--- start GIVEN DATA ---

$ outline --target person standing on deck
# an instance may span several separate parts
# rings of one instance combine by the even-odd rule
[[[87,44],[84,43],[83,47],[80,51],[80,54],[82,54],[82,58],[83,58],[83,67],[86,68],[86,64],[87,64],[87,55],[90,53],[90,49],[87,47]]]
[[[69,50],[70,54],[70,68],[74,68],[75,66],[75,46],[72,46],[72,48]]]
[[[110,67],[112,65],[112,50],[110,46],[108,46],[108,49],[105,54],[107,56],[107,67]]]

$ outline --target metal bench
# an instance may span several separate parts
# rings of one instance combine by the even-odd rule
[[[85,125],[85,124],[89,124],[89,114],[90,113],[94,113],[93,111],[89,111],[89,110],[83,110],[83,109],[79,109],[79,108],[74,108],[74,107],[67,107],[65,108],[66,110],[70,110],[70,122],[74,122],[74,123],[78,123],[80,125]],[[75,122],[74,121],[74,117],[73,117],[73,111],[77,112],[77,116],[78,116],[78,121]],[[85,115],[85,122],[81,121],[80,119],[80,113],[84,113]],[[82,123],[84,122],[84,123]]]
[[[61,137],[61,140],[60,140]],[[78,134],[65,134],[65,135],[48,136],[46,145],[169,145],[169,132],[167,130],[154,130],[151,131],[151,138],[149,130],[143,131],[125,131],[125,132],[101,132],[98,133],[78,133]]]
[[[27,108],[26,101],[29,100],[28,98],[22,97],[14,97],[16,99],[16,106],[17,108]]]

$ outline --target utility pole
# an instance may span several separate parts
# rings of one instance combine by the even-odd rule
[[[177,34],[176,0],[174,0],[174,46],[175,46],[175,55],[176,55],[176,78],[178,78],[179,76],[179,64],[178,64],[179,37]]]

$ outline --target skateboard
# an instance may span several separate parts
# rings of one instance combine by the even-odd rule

--- end GIVEN DATA ---

[WHAT TO WORK ON]: Edit the records above so that each "separate parts" becomes "disjoint parts", and leave everything else as it is.

[ANSWER]:
$ outline --target person standing on deck
# an instance may span several disjoint parts
# rings of one instance combine by the even-odd rule
[[[87,44],[84,43],[83,47],[80,51],[80,54],[82,54],[82,58],[83,58],[83,67],[86,68],[86,64],[87,64],[87,55],[90,53],[90,49],[87,47]]]
[[[69,50],[70,54],[70,68],[74,68],[75,66],[75,46],[72,46],[72,48]]]
[[[110,67],[112,65],[112,50],[110,46],[108,46],[108,49],[105,54],[107,56],[107,67]]]

$ outline --target metal bench
# an instance may span several disjoint parts
# rings of one instance combine by the even-odd rule
[[[85,125],[85,124],[89,124],[89,114],[90,113],[94,113],[93,111],[89,111],[89,110],[83,110],[83,109],[79,109],[79,108],[74,108],[74,107],[67,107],[65,108],[66,110],[70,110],[70,122],[74,122],[74,123],[78,123],[80,125]],[[75,122],[74,121],[74,117],[73,117],[73,111],[77,112],[77,116],[78,116],[78,121]],[[85,115],[85,122],[81,121],[80,119],[80,113],[84,113]],[[82,123],[84,122],[84,123]]]
[[[61,137],[61,140],[60,140]],[[78,134],[65,134],[65,135],[48,136],[46,145],[169,145],[169,132],[167,130],[154,130],[151,131],[151,138],[149,130],[143,131],[125,131],[125,132],[101,132],[98,133],[78,133]]]
[[[27,108],[26,101],[29,100],[28,98],[22,97],[14,97],[16,99],[16,106],[17,108]]]

$ outline --target utility pole
# an instance may span several disjoint parts
# rings of one instance combine by the even-odd rule
[[[177,34],[176,0],[174,0],[174,46],[175,46],[175,55],[176,55],[176,78],[178,78],[179,76],[179,64],[178,64],[179,37]]]

$ outline --target skateboard
# an instance may span several disjoint parts
# rings of one instance combine by the even-odd rule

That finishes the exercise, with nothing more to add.